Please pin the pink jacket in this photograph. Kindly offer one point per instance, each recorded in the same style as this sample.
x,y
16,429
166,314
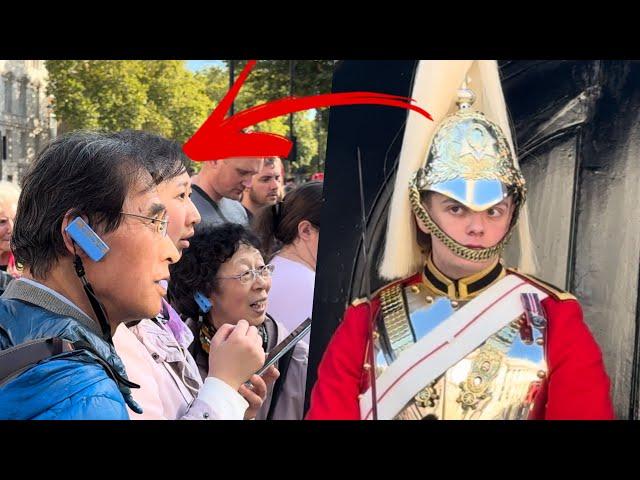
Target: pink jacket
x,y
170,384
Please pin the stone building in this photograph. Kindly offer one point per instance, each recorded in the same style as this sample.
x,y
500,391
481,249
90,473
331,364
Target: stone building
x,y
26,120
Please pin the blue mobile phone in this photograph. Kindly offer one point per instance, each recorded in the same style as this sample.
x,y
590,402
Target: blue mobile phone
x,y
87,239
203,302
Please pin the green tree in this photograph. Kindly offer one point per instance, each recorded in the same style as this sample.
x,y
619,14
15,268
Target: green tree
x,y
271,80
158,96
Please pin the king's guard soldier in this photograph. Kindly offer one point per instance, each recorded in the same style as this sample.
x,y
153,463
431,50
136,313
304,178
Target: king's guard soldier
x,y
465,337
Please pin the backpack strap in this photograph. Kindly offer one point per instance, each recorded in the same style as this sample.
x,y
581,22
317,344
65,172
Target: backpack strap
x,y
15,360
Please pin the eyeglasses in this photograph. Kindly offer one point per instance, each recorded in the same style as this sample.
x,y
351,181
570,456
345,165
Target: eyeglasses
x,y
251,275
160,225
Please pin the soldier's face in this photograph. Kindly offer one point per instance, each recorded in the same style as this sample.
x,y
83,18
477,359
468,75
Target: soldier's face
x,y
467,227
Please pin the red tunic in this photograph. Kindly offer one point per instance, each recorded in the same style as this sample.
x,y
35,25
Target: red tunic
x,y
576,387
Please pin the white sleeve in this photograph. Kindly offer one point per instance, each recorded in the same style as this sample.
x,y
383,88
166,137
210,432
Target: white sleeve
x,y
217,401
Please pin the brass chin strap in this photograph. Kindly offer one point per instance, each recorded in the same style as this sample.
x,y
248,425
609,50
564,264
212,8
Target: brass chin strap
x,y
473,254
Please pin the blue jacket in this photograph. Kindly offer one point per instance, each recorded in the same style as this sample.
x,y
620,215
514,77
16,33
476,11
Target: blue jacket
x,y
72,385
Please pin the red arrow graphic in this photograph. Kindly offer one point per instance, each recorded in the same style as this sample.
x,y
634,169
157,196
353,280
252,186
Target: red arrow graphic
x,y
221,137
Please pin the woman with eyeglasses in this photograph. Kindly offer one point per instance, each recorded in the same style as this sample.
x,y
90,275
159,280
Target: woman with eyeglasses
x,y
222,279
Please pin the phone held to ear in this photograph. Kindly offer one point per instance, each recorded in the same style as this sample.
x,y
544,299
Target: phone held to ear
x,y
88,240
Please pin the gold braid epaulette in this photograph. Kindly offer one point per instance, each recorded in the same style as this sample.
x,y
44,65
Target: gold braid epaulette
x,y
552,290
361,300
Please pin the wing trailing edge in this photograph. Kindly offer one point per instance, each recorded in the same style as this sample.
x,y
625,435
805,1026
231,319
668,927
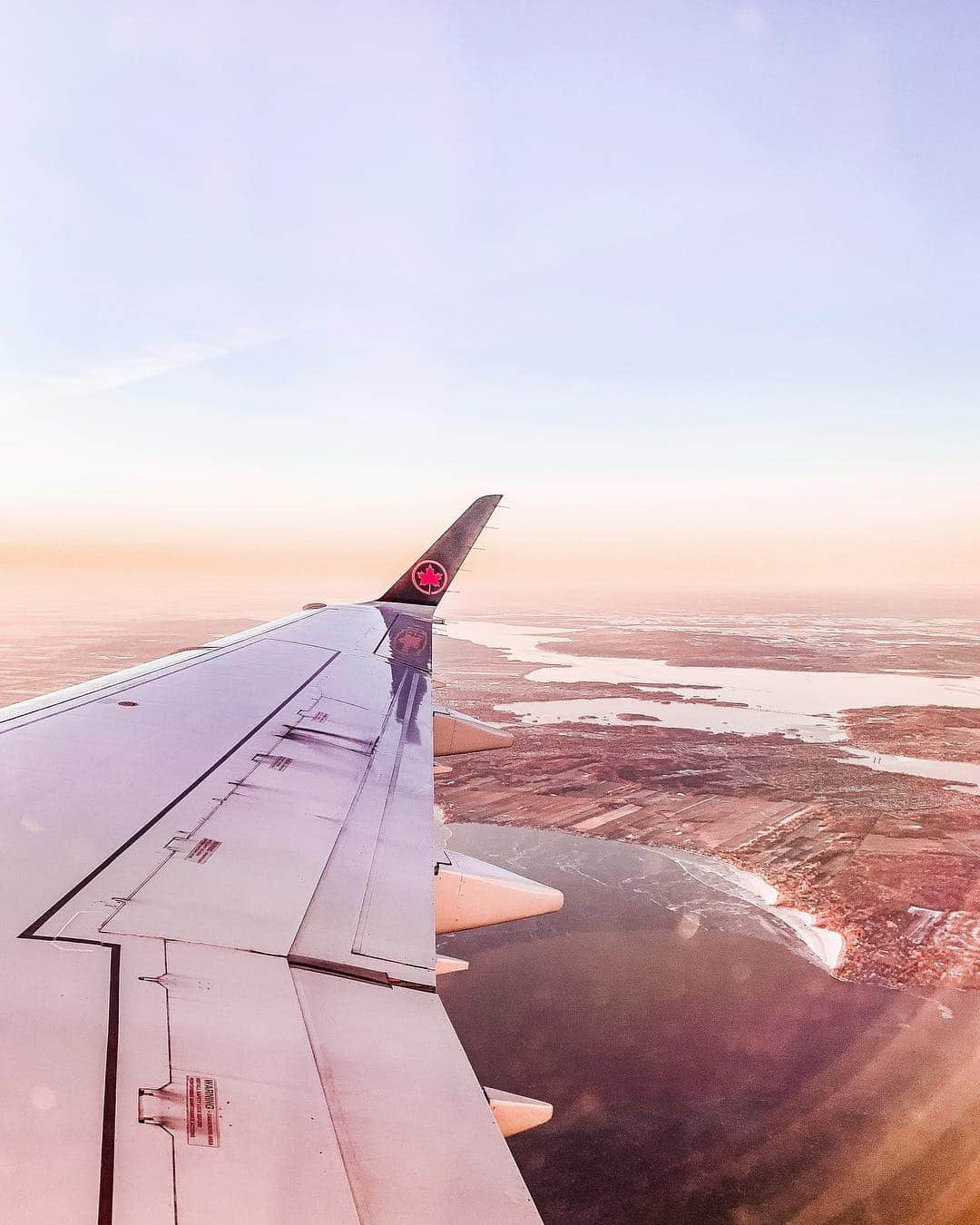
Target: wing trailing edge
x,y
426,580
######
**WHAT THE TASK ASKS:** In your copy of the records, include no pictures; repeat everything else exactly.

**TASK ANSWER:**
Please pin the pink jacket in this photograph. Kindly offer one point per instance, each recorded in the same style as this sample.
x,y
16,429
166,314
Target: pink jacket
x,y
170,384
Please pin the stone building in this photograph. Kindly offer one point per instance, each recorded in the same style as this sample.
x,y
500,391
481,249
90,473
331,364
Target: stone building
x,y
26,120
Please pin the blue mobile phone in this photograph. Kindly offer one point per instance, each recorded in the same style as this sample.
x,y
590,402
Target: blue mobile phone
x,y
87,239
203,302
Please pin the green tree in this photograph. Kindly offer one point per instance, each recorded in the same style as this sample.
x,y
619,14
15,268
Target: green tree
x,y
271,80
158,96
Please pin the king's guard soldier in this photograph. Kindly offer one point per instance, each recorded in the same style as this sample.
x,y
153,463
431,50
136,313
304,178
Target: king's guard soldier
x,y
465,337
Please pin the backpack strap in this photograph. Kindly offer one point per instance, each recorded in the same style as this sample.
x,y
581,22
317,344
65,172
Target: backpack strap
x,y
15,360
Please pin the eyeglasses in this photograph. Kindly offer one point per instance, each recorded in the same style as this sample.
x,y
351,181
570,456
345,165
Target: eyeglasses
x,y
251,275
160,225
Please pin the soldier's face in this photograph. Kindly offer one point per instance, each recorded in the same style as this sample.
x,y
83,18
477,359
468,75
Target: soldier's face
x,y
467,227
Please pin the red tunic in this photograph. Kindly offer one point per instance, each recorded in the same style as this sample.
x,y
35,25
Target: red tunic
x,y
576,387
Please pin the white sleeve in this photograph. Kindly offer one point per instance, each recorded in the same style as this sample.
x,y
383,88
166,137
210,432
Target: white sleeve
x,y
217,401
Please pin the brass chin strap in this photograph. Kindly offer one point per instance, each recorded in the same style as this sample.
x,y
248,425
609,50
564,264
212,8
Target: brass chin strap
x,y
473,254
Please pin the blue jacket in this photograph. Kindly offer one point per instance, each recorded in the same style as this sample.
x,y
620,215
514,77
16,33
476,11
Target: blue jacket
x,y
72,385
Please pin the red arrow graphic in this photograph. Kindly offer one point per instance, each recorded in the same style as this sample.
x,y
634,169
157,196
353,280
252,186
Target: red arrow graphic
x,y
221,137
Please pin the woman with eyeglasses in this photograph. Kindly offer one point per instance, each recorded in the same style as this sample.
x,y
90,275
159,280
Target: woman with eyeglasses
x,y
222,279
Please pin the phone held to ear in this photograph. Kindly offer one point per instance, each recorded in the same style as this sample.
x,y
544,299
Target: phone held to ear
x,y
88,240
Please pin the gold braid epaulette in this photograph. Kindly offer one point per instance, each recorded in the same style as this sample.
x,y
44,65
Target: gold braid epaulette
x,y
552,290
361,300
Please pin the wing trailing edge in this photograph. Kindly offer one point per instance, each recorded in the same style as this sample.
x,y
625,435
805,1026
231,319
668,927
Target: wing trailing edge
x,y
426,580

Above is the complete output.